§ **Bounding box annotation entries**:
-- -- --

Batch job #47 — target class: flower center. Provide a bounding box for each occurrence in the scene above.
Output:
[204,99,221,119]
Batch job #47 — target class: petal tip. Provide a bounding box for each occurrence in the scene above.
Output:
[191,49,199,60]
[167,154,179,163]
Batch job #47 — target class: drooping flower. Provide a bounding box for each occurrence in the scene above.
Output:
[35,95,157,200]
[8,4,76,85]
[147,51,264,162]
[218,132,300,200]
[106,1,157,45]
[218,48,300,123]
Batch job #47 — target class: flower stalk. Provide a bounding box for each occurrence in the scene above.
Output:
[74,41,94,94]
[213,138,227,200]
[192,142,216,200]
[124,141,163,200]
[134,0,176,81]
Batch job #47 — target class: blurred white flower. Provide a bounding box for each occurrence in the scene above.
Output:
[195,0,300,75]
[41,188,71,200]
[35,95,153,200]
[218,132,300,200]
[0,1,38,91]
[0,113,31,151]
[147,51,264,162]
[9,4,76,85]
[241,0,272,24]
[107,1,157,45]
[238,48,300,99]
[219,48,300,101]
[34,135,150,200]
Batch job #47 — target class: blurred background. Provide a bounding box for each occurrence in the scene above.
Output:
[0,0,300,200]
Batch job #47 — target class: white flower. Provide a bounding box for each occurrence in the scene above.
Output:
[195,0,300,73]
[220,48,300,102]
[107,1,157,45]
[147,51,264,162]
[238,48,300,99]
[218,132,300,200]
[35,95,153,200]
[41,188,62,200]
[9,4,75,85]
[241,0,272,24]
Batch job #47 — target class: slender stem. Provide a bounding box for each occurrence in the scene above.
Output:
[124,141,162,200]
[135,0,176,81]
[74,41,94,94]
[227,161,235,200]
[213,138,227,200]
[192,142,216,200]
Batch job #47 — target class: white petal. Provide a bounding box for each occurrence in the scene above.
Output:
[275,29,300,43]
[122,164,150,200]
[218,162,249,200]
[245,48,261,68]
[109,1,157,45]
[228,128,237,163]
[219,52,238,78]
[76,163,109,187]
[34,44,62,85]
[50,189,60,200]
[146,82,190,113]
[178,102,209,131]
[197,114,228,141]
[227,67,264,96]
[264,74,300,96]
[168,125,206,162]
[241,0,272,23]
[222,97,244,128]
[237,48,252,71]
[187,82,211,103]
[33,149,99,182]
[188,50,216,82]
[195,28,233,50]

-- -- --

Rewrite every line from the start of the records through the line containing "[134,0,176,81]", leaving the wording unchanged and shifting each bounding box coordinate up by 63.

Batch job #47 — target class: flower center. Provide a bounding box for each occurrence in the scene above.
Output:
[267,162,284,182]
Batch job #47 — target class: petal tip. Provide a bounding box for each occurrence in the scene above.
Output:
[254,112,262,123]
[230,217,242,226]
Batch job #47 — target class: drooping flower. Provide a bounding box for each occurrence in the scene above.
Output:
[98,158,220,263]
[71,67,139,148]
[210,114,327,225]
[281,195,363,263]
[169,64,220,108]
[281,111,363,186]
Batch job #47 — target class: flower stalk. Provide a bounding box for each occurrence in the scene above.
Output:
[137,104,157,157]
[276,201,290,263]
[255,205,279,263]
[187,204,226,263]
[197,63,239,144]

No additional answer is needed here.